» Selection

But instead of being carried off, Redmond stood up. In visible pain, he began hopping toward the finish line. Then an elderly man broke through security, put his arm around Redmond, and helped him complete the lap. The elderly man was his Dad. Redmond didn’t win any medal. He didn’t even officially finish. But the entire stadium rose in a standing ovation.
That moment became more memorable than any gold medal. Because sometimes renewal doesn’t look like standing on the podium. Sometimes it looks like getting back up. Sometimes it looks like finishing the race when everything in you says quit.
History—whether in athletics, business, or markets—reminds us: collapse is not always the final chapter.
History teaches us something markets sometimes make us forget: devastation is rarely the final chapter.
Entire economies have collapsed — and rebuilt. Cities have burned — and risen stronger. Companies have gone through bankruptcy, restructuring, reinvention — and emerged more disciplined and durable. Volatility feels final in the moment. But over time, cycles reveal something deeper: restoration is often woven into the fabric of reality.
The Easter story captures this pattern in its most profound form.
What appeared to be the end became a beginning. What looked like an irreversible loss became the doorway to renewal. Since that first Easter morning, more buildings have been raised, more words have been written, and more voices have spoken about Jesus than any king, conqueror, or philosopher who ever lived. The arc of the story reminds us that darkness may linger for a season, but it does not have ultimate authority. Sorrow can last through the night — but morning still comes.
That perspective reshapes how we view risk.
Short-term panic assumes the present moment tells the whole story. A long-term restoration mindset assumes there is more unfolding than we can immediately see.
But renewal is rarely accidental. It often requires sacrifice.
One ancient teaching says there is no greater love than willingly laying down one’s life for others. Renewal comes because someone absorbs cost so others can rebuild. In business, we see this when leaders take responsibility in crisis, when investors stay committed through downturns, when partners shoulder loss to preserve long-term value.

» Excerpted records
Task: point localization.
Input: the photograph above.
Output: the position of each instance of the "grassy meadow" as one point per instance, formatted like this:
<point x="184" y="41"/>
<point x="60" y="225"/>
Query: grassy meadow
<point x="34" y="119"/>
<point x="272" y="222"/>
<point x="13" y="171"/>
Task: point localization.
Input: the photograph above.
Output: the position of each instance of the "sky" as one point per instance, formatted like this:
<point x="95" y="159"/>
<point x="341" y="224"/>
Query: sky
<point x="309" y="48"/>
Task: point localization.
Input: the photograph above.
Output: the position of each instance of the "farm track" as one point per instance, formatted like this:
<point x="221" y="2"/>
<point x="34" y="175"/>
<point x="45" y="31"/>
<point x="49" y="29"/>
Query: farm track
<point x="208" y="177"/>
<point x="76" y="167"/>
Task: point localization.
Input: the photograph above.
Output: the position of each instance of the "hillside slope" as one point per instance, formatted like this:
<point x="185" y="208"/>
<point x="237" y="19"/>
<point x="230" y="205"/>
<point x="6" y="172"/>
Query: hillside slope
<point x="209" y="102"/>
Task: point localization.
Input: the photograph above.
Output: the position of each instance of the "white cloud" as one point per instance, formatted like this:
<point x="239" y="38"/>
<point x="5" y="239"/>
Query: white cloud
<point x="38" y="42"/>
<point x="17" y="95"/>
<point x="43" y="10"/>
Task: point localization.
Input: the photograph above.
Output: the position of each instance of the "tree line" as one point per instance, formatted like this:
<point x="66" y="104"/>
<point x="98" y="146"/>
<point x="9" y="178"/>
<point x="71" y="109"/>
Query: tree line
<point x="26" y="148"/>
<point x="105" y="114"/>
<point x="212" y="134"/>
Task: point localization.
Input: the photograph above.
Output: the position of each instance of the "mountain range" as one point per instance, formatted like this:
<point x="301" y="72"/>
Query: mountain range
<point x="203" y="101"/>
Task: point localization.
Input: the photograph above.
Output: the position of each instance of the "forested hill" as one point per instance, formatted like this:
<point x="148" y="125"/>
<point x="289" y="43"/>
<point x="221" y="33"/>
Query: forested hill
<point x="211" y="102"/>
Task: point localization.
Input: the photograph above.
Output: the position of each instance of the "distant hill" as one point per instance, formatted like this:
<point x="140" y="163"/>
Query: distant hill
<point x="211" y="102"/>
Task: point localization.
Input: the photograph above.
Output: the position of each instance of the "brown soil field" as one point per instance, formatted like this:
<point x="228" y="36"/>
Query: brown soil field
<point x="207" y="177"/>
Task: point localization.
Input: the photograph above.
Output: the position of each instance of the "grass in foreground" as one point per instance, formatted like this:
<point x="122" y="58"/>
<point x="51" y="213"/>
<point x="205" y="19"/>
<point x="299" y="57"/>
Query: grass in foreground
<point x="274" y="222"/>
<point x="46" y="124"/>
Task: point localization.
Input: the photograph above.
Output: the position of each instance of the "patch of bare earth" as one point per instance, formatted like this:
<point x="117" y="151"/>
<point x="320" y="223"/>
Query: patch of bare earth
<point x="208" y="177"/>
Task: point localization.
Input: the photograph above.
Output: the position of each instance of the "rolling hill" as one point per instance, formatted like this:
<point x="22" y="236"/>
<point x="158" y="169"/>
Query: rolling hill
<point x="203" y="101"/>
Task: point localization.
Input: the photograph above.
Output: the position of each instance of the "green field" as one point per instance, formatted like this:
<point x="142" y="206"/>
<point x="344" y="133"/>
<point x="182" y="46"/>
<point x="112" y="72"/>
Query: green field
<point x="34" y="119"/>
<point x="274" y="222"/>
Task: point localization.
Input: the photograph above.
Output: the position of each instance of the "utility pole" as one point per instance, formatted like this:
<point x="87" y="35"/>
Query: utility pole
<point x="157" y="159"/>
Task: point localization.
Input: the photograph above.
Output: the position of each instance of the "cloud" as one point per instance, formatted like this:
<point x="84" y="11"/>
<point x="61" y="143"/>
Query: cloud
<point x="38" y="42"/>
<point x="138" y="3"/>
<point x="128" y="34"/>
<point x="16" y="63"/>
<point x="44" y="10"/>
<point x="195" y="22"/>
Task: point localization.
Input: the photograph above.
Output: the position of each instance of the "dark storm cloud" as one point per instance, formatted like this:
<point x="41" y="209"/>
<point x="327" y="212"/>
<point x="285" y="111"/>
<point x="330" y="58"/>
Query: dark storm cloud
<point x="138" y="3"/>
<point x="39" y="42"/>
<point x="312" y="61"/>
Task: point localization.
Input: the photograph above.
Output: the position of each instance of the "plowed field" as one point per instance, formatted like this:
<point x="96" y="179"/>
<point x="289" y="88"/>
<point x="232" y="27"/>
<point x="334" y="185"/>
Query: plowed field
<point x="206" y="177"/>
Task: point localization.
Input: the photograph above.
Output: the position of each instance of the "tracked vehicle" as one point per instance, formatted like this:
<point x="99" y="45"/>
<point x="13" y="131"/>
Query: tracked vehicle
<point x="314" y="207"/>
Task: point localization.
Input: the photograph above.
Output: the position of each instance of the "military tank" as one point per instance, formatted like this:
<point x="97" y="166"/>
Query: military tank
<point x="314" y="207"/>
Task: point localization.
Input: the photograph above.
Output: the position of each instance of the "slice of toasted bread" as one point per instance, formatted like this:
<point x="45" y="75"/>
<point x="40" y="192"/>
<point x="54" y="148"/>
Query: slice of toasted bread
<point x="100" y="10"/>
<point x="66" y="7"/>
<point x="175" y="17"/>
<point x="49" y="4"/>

» Given problem
Condense the paragraph in the renewal passage that begins "Entire economies have collapsed" into a short bulleted list that keeps its main points.

» Finished answer
- Entire economies have collapsed and been rebuilt.
- Cities have burned and risen stronger.
- Companies have gone through bankruptcy, restructuring, and reinvention, then emerged more disciplined and durable.
- Volatility feels final in the moment, but over time cycles show that restoration is often woven into the fabric of reality.